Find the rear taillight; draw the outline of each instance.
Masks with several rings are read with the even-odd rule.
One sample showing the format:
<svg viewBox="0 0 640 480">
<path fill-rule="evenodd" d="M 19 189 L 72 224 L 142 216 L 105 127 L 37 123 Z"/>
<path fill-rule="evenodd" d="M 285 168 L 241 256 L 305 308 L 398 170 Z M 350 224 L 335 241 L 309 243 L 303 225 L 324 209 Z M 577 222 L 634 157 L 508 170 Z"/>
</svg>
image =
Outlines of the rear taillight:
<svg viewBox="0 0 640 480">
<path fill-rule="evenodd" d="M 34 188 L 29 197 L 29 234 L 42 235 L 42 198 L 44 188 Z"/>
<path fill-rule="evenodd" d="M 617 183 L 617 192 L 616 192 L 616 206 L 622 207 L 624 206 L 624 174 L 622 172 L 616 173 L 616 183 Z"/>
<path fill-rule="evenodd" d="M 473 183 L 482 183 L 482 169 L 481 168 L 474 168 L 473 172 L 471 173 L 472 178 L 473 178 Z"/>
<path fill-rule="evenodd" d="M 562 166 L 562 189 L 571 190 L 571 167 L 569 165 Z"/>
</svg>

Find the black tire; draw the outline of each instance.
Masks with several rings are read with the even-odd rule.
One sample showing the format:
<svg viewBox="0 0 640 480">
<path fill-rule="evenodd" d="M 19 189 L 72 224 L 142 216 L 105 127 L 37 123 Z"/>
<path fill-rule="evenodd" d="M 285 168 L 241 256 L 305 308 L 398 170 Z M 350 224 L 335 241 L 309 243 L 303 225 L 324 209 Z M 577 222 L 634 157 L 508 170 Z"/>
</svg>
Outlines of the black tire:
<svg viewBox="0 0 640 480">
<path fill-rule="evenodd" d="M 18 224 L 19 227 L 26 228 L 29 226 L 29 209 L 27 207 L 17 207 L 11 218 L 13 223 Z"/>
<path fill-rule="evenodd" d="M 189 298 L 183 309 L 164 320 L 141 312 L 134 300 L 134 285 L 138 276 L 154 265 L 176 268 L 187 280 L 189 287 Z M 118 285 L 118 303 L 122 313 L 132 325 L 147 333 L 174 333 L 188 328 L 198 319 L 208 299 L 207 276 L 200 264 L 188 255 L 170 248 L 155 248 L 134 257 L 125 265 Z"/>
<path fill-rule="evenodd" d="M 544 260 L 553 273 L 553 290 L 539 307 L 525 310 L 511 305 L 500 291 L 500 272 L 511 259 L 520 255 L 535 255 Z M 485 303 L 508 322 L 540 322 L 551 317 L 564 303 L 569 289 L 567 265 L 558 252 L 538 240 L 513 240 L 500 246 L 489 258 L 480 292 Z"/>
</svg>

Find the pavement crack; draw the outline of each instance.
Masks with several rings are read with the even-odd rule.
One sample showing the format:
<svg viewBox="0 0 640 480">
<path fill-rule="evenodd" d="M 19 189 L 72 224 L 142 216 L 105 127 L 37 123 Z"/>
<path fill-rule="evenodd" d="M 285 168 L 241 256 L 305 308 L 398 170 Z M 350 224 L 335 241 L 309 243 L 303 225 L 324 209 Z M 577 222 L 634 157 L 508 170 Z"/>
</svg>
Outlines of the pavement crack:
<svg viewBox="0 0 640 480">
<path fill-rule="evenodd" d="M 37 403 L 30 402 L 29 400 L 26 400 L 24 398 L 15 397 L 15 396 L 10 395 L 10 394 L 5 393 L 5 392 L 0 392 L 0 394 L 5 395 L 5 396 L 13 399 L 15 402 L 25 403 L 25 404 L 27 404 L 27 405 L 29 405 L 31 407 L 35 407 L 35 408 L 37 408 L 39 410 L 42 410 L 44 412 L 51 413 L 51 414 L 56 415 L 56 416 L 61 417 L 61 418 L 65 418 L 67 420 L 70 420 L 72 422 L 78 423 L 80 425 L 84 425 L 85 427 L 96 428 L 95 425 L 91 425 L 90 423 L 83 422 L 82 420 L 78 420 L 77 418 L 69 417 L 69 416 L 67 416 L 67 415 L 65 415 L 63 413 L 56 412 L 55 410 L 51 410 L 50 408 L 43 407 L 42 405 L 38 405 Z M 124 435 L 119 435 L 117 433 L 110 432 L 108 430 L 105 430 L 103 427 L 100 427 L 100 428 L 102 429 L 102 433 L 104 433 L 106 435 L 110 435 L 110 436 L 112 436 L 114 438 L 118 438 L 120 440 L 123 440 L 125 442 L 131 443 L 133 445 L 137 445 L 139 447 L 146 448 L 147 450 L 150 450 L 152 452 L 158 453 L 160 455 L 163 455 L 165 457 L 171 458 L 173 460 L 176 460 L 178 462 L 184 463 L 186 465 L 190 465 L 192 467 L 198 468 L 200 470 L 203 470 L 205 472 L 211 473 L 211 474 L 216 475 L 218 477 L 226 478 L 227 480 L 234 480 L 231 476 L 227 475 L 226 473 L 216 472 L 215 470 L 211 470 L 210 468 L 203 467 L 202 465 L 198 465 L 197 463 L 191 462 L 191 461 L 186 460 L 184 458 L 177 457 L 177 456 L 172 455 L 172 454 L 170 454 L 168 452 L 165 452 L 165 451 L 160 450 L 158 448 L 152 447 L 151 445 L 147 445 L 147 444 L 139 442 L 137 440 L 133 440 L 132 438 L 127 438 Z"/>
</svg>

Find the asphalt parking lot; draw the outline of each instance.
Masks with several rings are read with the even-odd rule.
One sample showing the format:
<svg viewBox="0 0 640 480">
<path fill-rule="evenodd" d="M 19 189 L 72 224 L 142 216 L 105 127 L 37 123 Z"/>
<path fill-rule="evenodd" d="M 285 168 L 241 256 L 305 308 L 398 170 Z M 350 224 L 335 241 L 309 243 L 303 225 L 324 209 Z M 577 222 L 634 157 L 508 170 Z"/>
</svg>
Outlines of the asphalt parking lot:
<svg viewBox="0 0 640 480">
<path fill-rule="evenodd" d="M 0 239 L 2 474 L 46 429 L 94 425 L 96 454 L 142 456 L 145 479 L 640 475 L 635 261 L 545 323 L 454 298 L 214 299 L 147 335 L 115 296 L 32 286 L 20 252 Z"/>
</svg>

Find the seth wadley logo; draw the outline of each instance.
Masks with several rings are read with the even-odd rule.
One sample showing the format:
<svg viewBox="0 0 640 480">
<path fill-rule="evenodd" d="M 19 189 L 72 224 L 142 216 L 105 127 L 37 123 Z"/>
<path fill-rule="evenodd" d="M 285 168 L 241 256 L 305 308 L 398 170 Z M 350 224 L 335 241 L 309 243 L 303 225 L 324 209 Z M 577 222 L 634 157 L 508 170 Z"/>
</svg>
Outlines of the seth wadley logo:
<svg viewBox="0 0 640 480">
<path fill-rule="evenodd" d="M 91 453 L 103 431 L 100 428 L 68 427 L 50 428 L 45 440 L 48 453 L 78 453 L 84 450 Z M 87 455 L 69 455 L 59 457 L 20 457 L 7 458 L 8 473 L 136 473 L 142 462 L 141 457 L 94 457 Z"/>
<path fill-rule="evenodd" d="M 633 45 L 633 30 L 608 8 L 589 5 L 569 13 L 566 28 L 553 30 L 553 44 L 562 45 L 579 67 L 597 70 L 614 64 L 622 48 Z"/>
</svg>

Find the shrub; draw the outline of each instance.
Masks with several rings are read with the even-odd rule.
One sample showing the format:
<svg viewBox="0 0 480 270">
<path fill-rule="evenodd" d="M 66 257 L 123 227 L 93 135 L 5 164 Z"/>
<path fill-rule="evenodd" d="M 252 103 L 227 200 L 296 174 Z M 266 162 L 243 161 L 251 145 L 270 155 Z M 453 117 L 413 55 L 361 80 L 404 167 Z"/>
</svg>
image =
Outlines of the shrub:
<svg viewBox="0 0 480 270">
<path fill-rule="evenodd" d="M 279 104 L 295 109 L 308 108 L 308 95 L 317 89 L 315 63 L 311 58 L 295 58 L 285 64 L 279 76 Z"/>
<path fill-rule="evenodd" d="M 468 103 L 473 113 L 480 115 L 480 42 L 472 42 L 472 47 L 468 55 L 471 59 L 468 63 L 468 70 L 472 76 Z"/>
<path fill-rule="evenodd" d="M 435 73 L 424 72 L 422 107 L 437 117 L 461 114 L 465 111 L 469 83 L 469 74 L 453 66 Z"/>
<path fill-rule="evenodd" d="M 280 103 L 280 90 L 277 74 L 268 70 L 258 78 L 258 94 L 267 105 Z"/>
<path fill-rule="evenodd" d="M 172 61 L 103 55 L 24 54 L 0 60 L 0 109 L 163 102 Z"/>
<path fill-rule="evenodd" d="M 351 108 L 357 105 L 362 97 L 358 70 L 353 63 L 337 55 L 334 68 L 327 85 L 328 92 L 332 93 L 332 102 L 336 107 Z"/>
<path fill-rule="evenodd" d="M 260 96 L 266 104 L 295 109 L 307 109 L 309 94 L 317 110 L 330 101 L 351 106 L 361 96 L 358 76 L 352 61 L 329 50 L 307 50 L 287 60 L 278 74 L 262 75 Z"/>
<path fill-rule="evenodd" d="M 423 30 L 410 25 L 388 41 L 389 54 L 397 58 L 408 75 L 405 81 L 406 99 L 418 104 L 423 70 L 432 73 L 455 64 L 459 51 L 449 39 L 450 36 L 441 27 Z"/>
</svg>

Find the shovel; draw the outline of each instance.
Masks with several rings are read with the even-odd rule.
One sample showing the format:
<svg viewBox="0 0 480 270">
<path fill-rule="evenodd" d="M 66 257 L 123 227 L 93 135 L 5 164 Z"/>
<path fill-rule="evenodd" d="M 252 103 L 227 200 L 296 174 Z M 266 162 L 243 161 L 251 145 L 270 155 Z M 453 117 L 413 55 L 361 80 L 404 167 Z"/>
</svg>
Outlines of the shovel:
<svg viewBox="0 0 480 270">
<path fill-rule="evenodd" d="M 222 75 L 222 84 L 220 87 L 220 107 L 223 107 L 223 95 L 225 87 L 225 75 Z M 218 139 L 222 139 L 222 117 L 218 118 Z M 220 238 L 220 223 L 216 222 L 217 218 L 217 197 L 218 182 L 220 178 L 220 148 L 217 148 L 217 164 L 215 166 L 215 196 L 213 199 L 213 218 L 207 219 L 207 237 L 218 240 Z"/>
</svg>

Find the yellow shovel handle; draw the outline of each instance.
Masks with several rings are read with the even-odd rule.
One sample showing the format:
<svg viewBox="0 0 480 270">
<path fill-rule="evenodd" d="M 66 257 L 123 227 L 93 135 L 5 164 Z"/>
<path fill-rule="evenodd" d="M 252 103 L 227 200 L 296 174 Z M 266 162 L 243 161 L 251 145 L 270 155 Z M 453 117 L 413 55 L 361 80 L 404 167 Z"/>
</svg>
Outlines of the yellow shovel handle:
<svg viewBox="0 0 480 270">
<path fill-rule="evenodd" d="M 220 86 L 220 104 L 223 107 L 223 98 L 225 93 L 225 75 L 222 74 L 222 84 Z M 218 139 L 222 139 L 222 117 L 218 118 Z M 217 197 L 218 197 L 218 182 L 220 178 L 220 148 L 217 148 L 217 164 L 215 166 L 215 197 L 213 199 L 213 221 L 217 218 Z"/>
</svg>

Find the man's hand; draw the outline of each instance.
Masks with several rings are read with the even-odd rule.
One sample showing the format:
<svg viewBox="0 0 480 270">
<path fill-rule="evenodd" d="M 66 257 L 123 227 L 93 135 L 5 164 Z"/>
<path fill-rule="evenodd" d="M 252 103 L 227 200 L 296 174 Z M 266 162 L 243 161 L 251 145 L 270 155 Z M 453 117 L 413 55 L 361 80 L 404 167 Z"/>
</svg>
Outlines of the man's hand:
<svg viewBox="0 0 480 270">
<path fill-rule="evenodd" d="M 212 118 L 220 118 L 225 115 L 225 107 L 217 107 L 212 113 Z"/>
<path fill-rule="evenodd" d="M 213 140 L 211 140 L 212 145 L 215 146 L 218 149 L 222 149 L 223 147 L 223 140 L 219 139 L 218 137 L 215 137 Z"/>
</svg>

▶ _Description of the task_: Could you return all lines from the records that include the word "each"?

▶ _Response_:
Find the rear taillight; draw the outline of each instance.
Find the black tire; draw the outline of each instance.
Find the pavement crack; draw the outline of each instance.
Find the asphalt parking lot; draw the outline of each instance.
Find the seth wadley logo; draw the outline of each instance.
Find the shrub; draw the outline of each instance.
Find the shovel; draw the outline of each instance.
Find the yellow shovel handle; draw the outline of each instance.
Find the man's hand; draw the outline of each instance.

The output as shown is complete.